*** Input ***

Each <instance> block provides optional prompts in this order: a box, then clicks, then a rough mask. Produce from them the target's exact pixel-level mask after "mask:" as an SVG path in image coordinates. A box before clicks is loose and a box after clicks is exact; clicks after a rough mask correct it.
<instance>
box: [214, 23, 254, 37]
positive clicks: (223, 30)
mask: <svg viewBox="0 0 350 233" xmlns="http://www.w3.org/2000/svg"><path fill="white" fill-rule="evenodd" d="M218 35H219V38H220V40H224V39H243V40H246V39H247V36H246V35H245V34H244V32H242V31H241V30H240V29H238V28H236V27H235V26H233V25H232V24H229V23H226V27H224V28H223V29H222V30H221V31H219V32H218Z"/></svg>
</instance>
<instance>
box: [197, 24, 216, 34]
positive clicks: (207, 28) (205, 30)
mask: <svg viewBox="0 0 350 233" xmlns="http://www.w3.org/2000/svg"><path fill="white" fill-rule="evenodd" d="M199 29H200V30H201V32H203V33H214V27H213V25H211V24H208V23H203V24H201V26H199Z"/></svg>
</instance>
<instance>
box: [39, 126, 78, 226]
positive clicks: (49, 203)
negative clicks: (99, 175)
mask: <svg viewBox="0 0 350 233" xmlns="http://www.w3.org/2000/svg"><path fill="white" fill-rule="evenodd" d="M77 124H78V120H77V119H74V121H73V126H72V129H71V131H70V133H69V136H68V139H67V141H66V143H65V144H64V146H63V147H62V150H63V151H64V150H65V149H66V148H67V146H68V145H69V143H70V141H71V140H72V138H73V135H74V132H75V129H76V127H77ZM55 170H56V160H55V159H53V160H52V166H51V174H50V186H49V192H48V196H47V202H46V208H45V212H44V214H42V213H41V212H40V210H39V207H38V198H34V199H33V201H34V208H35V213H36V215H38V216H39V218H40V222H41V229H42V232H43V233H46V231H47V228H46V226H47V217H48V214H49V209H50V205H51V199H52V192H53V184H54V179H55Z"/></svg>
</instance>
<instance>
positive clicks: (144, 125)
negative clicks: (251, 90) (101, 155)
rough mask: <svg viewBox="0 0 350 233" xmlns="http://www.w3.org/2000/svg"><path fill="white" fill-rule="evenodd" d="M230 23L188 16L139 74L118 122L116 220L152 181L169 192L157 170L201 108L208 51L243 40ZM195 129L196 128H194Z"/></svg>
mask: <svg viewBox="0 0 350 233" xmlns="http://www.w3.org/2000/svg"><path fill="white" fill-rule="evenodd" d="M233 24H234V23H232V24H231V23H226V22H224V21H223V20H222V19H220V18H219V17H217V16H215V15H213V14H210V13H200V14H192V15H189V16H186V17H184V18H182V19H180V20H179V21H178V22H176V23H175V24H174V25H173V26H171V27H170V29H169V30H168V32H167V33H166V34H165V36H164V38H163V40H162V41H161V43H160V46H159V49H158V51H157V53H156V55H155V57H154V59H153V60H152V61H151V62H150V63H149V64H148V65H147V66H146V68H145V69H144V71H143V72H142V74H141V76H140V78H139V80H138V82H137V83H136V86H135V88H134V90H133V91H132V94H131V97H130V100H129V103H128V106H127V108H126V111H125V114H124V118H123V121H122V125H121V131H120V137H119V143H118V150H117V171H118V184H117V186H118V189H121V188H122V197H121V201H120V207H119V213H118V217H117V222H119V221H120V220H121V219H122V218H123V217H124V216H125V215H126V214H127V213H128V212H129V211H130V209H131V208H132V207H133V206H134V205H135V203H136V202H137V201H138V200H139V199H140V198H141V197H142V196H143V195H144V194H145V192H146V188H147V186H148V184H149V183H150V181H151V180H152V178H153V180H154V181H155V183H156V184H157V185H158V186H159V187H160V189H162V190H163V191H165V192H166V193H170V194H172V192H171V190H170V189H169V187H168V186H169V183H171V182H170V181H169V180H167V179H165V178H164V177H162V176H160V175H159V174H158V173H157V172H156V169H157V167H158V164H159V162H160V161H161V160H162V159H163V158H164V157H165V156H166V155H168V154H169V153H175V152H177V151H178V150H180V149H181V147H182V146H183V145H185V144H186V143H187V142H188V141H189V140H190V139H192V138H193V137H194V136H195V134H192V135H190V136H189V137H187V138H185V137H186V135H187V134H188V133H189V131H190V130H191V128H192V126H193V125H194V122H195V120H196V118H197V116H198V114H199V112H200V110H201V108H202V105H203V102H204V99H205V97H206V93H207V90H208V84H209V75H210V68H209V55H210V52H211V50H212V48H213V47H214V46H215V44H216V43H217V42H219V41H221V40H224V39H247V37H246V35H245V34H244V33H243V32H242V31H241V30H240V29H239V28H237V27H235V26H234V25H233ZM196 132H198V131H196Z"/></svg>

***

▸ **What you are asked to do**: Once you reach the line with "positive clicks: (207, 28) (205, 30)" in the data above, copy it and every line after it exactly, up to and including the line with "positive clicks: (49, 203)".

▸ **Answer to this exercise**:
positive clicks: (207, 28) (205, 30)
mask: <svg viewBox="0 0 350 233" xmlns="http://www.w3.org/2000/svg"><path fill="white" fill-rule="evenodd" d="M199 29H200V30H201V32H203V33H214V27H213V25H211V24H208V23H203V24H201V26H199Z"/></svg>
</instance>
<instance>
box: [39, 126, 78, 226]
positive clicks: (49, 203)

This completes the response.